▶ [Data to process]:

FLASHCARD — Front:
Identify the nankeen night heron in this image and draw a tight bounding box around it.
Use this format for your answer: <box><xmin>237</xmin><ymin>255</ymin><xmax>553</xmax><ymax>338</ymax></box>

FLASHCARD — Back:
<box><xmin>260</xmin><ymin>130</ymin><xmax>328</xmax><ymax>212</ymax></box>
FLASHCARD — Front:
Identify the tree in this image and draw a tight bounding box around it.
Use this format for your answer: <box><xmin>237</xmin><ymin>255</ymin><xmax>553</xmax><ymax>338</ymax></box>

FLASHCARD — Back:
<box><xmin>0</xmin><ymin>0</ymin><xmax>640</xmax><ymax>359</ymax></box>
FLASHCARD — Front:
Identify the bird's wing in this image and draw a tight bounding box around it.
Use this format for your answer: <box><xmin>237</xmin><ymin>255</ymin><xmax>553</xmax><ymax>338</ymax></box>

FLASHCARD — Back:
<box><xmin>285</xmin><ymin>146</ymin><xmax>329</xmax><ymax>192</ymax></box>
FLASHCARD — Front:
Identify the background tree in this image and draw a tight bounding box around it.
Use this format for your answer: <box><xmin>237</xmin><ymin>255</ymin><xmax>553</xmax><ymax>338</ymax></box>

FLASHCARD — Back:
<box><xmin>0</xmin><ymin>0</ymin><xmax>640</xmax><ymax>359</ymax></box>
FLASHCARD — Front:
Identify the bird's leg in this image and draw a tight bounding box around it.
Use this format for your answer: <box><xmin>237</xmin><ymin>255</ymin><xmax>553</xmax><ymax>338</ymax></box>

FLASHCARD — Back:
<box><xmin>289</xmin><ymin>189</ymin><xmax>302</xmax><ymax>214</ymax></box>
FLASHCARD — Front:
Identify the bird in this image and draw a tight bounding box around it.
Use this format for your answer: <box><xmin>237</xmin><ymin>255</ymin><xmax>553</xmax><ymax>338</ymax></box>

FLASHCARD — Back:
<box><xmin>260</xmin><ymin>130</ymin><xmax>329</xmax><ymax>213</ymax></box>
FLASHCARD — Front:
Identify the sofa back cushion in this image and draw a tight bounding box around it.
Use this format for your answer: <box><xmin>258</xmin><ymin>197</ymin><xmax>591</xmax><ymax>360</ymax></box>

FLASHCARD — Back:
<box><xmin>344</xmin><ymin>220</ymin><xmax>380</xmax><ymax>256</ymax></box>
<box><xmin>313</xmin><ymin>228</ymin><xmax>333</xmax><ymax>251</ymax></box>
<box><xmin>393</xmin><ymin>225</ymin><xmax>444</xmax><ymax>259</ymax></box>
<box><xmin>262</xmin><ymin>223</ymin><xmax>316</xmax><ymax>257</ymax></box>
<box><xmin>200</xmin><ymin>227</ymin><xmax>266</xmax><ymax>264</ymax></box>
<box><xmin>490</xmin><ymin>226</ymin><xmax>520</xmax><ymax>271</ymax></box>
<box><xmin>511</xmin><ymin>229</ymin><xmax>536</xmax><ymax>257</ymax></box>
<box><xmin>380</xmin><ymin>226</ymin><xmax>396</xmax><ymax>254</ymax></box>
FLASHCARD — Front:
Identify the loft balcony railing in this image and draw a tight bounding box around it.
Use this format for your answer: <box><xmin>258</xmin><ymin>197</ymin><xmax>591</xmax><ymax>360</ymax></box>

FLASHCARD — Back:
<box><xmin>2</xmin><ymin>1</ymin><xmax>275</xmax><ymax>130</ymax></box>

▶ [Work instructions]: List every line of the rows above that contains the string "tree", and copy each line in full. Match case exactly.

▶ [Answer to this task]:
Identify the tree in this image and draw a tight bounding box around it.
Identify the background tree in this image and draw a tight bounding box around it.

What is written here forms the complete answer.